(Source data Opens)

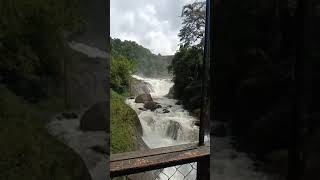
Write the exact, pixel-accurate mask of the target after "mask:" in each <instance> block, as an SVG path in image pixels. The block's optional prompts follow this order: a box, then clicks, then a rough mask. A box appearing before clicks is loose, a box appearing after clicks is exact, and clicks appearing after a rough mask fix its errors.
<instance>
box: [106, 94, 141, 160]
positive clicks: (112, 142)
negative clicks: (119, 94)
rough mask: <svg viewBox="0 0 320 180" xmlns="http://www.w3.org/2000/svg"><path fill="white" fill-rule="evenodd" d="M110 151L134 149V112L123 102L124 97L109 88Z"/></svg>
mask: <svg viewBox="0 0 320 180" xmlns="http://www.w3.org/2000/svg"><path fill="white" fill-rule="evenodd" d="M110 100H111V103H110V110H111V111H110V116H111V128H110V129H111V135H110V144H111V147H110V148H111V149H110V150H111V153H112V154H114V153H121V152H127V151H132V150H134V149H135V143H134V135H135V122H136V121H139V119H138V116H137V114H136V112H135V111H134V110H133V109H131V108H130V107H129V106H128V105H126V104H125V103H124V97H122V96H121V95H119V94H117V93H116V92H114V91H112V90H111V99H110Z"/></svg>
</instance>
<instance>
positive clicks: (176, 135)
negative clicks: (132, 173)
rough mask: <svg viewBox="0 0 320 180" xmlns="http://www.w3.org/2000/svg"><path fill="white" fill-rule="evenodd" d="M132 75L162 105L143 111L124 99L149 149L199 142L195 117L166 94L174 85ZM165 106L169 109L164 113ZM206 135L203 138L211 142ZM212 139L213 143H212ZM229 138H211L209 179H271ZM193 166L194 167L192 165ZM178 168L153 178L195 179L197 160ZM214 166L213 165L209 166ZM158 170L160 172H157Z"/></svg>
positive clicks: (136, 103)
mask: <svg viewBox="0 0 320 180" xmlns="http://www.w3.org/2000/svg"><path fill="white" fill-rule="evenodd" d="M133 77H134V78H136V79H138V80H141V81H144V82H146V83H147V84H149V87H148V88H149V90H150V91H151V93H150V94H151V96H152V98H153V100H154V101H155V102H158V103H160V105H161V106H162V108H159V109H156V110H155V111H150V110H148V111H143V110H140V109H139V108H143V104H142V103H135V102H134V99H130V98H129V99H127V100H126V103H127V104H128V105H129V106H130V107H131V108H132V109H134V110H135V111H136V112H137V114H138V117H139V119H140V122H141V125H142V128H143V137H142V138H143V140H144V142H145V143H146V144H147V146H148V147H149V148H151V149H153V148H159V147H168V146H174V145H180V144H186V143H191V142H196V141H198V135H199V127H198V126H195V125H194V122H195V121H196V119H195V117H193V116H191V115H190V113H189V112H188V111H187V110H185V109H184V108H183V106H182V105H177V104H176V103H177V100H176V99H169V98H167V97H166V95H167V94H168V92H169V90H170V88H171V87H172V86H173V85H174V84H173V82H172V81H171V80H170V79H153V78H145V77H140V76H136V75H133ZM164 109H167V110H169V112H168V113H164V112H163V111H164ZM209 137H210V136H209V135H206V137H205V141H210V138H209ZM213 141H214V142H213ZM231 144H232V143H231V138H230V137H215V138H214V139H212V138H211V146H212V147H213V148H212V149H213V152H211V158H212V161H211V166H213V167H214V171H212V172H211V178H212V179H219V180H274V179H277V178H275V176H274V175H270V174H266V173H264V172H261V171H257V169H256V168H255V166H254V161H253V160H252V159H250V158H249V157H248V155H247V154H246V153H244V152H238V151H237V150H235V148H234V147H233V146H232V145H231ZM193 167H194V168H193ZM193 167H192V166H190V164H187V165H183V166H181V167H179V172H178V173H177V172H176V168H177V167H171V168H165V169H164V170H163V171H162V172H163V173H160V174H159V175H158V174H157V177H156V178H155V179H159V180H167V179H168V177H171V176H172V177H171V178H170V179H172V180H183V179H190V180H193V179H196V170H195V168H196V163H195V164H193ZM211 169H213V168H211ZM158 173H159V172H158Z"/></svg>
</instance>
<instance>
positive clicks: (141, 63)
mask: <svg viewBox="0 0 320 180" xmlns="http://www.w3.org/2000/svg"><path fill="white" fill-rule="evenodd" d="M111 53H112V55H113V56H124V57H126V58H127V59H129V60H131V61H133V62H134V63H135V65H136V68H135V70H136V73H137V74H141V75H144V76H147V77H167V76H169V74H168V66H169V65H170V64H171V60H172V57H173V56H162V55H160V54H159V55H155V54H153V53H152V52H151V51H150V50H149V49H147V48H144V47H143V46H141V45H139V44H137V43H136V42H134V41H127V40H125V41H121V40H120V39H112V38H111Z"/></svg>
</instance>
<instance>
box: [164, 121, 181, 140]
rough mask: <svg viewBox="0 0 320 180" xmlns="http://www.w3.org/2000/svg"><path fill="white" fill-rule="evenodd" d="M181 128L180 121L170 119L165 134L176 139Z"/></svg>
mask: <svg viewBox="0 0 320 180" xmlns="http://www.w3.org/2000/svg"><path fill="white" fill-rule="evenodd" d="M180 129H181V125H180V123H178V122H176V121H170V124H169V127H168V129H167V132H166V134H167V136H169V137H171V138H172V139H174V140H177V139H178V132H179V130H180Z"/></svg>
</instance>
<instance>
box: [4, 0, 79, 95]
mask: <svg viewBox="0 0 320 180" xmlns="http://www.w3.org/2000/svg"><path fill="white" fill-rule="evenodd" d="M83 3H84V1H80V0H70V1H65V0H29V1H23V0H11V1H1V2H0V76H1V77H2V79H4V80H3V81H4V83H5V84H7V85H8V87H9V88H10V89H11V90H13V91H15V93H17V94H19V95H21V96H24V97H31V96H36V95H41V96H42V95H45V92H44V91H43V89H44V88H46V86H47V84H46V82H48V81H47V80H48V79H49V80H57V79H59V78H60V76H61V71H62V70H61V63H62V60H63V59H64V58H66V56H65V53H64V52H65V42H64V40H63V39H64V34H65V33H74V32H78V31H81V30H82V29H83V27H84V20H83V18H82V17H81V15H82V14H83V13H82V12H83V9H82V7H83Z"/></svg>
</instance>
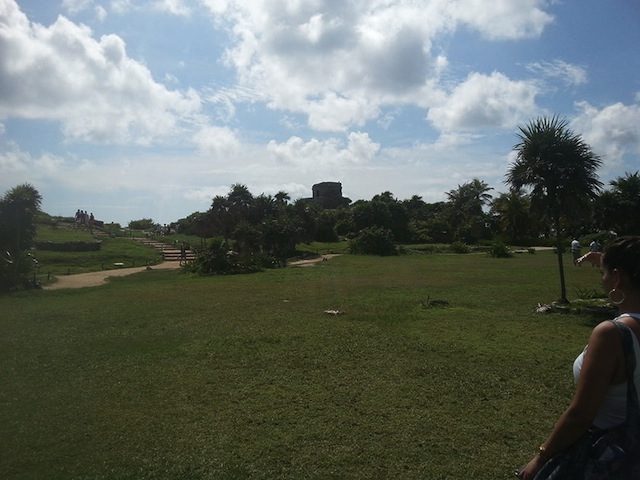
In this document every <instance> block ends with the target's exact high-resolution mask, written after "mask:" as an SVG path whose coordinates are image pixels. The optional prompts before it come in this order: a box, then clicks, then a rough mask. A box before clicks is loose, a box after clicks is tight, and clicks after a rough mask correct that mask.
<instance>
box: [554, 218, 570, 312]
mask: <svg viewBox="0 0 640 480" xmlns="http://www.w3.org/2000/svg"><path fill="white" fill-rule="evenodd" d="M554 223H555V226H556V251H557V252H558V254H557V255H558V272H560V300H559V302H560V303H564V304H566V303H569V300H567V287H566V284H565V280H564V262H563V261H562V250H563V245H562V236H561V234H560V232H561V230H560V219H559V218H556V219H555V222H554Z"/></svg>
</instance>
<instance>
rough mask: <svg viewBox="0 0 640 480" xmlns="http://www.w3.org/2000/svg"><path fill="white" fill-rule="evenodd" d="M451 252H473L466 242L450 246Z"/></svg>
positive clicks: (455, 242)
mask: <svg viewBox="0 0 640 480" xmlns="http://www.w3.org/2000/svg"><path fill="white" fill-rule="evenodd" d="M449 250H451V251H452V252H453V253H469V252H470V251H471V249H470V248H469V246H468V245H467V244H466V243H464V242H453V243H452V244H451V245H449Z"/></svg>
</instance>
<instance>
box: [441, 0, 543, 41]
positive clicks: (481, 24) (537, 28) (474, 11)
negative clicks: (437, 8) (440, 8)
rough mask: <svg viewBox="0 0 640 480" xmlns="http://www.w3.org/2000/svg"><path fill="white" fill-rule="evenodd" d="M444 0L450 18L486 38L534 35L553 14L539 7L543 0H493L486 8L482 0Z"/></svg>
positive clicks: (532, 35) (512, 38) (536, 33)
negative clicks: (451, 15) (543, 9)
mask: <svg viewBox="0 0 640 480" xmlns="http://www.w3.org/2000/svg"><path fill="white" fill-rule="evenodd" d="M447 3H449V6H448V8H450V9H451V13H452V16H453V18H455V19H458V20H459V21H460V22H463V23H465V24H467V25H468V26H469V27H471V28H473V29H476V30H478V31H479V32H480V33H481V34H482V35H483V36H485V37H486V38H489V39H519V38H531V37H538V36H539V35H540V34H541V33H542V31H543V29H544V28H545V27H546V26H547V25H548V24H550V23H551V22H552V21H553V17H552V16H551V15H549V14H548V13H547V12H545V11H544V10H542V8H541V7H542V6H544V5H545V3H546V2H545V1H543V0H520V1H518V2H514V1H513V0H493V1H492V2H491V6H490V7H489V8H487V2H486V1H485V0H460V1H457V2H447Z"/></svg>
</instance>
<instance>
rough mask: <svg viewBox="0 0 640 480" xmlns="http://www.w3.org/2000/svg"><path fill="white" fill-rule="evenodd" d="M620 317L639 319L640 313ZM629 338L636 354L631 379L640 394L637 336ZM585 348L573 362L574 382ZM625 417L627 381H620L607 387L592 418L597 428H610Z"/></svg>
mask: <svg viewBox="0 0 640 480" xmlns="http://www.w3.org/2000/svg"><path fill="white" fill-rule="evenodd" d="M621 317H634V318H635V319H636V320H640V314H637V313H624V314H622V315H620V316H619V317H617V318H616V320H617V319H618V318H621ZM632 333H633V332H632ZM631 338H632V340H633V350H634V352H635V354H636V370H635V372H634V376H633V380H634V382H635V384H636V391H637V392H638V393H639V395H640V368H638V367H637V365H640V344H639V343H638V338H637V337H636V336H635V334H633V335H631ZM587 348H588V345H587V347H585V349H584V350H583V352H582V353H581V354H580V355H578V357H577V358H576V359H575V361H574V362H573V378H575V380H576V382H577V381H578V378H580V370H581V369H582V362H583V360H584V354H585V352H586V351H587ZM626 418H627V382H624V383H620V384H618V385H610V386H609V388H608V389H607V393H606V394H605V397H604V400H603V402H602V405H600V408H599V409H598V413H597V414H596V418H595V419H594V420H593V424H594V425H595V426H596V427H599V428H610V427H613V426H615V425H619V424H620V423H622V422H624V421H625V420H626Z"/></svg>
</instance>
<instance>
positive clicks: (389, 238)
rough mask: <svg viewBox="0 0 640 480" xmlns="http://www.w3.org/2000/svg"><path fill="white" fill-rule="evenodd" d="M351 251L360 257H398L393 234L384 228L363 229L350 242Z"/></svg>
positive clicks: (372, 228)
mask: <svg viewBox="0 0 640 480" xmlns="http://www.w3.org/2000/svg"><path fill="white" fill-rule="evenodd" d="M349 250H350V252H351V253H355V254H360V255H381V256H389V255H398V247H397V245H396V243H395V241H394V239H393V233H392V232H391V230H390V229H388V228H384V227H368V228H363V229H362V230H360V232H359V233H358V235H356V236H355V237H354V239H353V240H351V242H349Z"/></svg>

(Source data Closes)

Task instructions: Render the records as a Markdown table with two columns, Row and Line text, one line per row and no blank lines. Begin at the start of the records, stop after the line that has "151L134 149V112L123 102L124", and leave the pictures out.

Expected output:
| Row | Line text |
|---|---|
| 1 | Write the exact, pixel-accurate mask of the target after "mask:" in each <instance> block, as an SVG path in image pixels. The block's optional prompts follow this order: a box, then clicks, then a rough mask. A box appearing before clicks is loose, a box appearing after clicks is exact, and clicks appearing after a rough mask fix its errors. |
| 2 | <instance> |
| 3 | box: [106, 94, 141, 160] |
| 4 | positive clicks: (112, 142) |
| 5 | negative clicks: (119, 94) |
| 6 | rough mask: <svg viewBox="0 0 320 180" xmlns="http://www.w3.org/2000/svg"><path fill="white" fill-rule="evenodd" d="M110 151L134 149V112L123 102L124 97L109 88Z"/></svg> |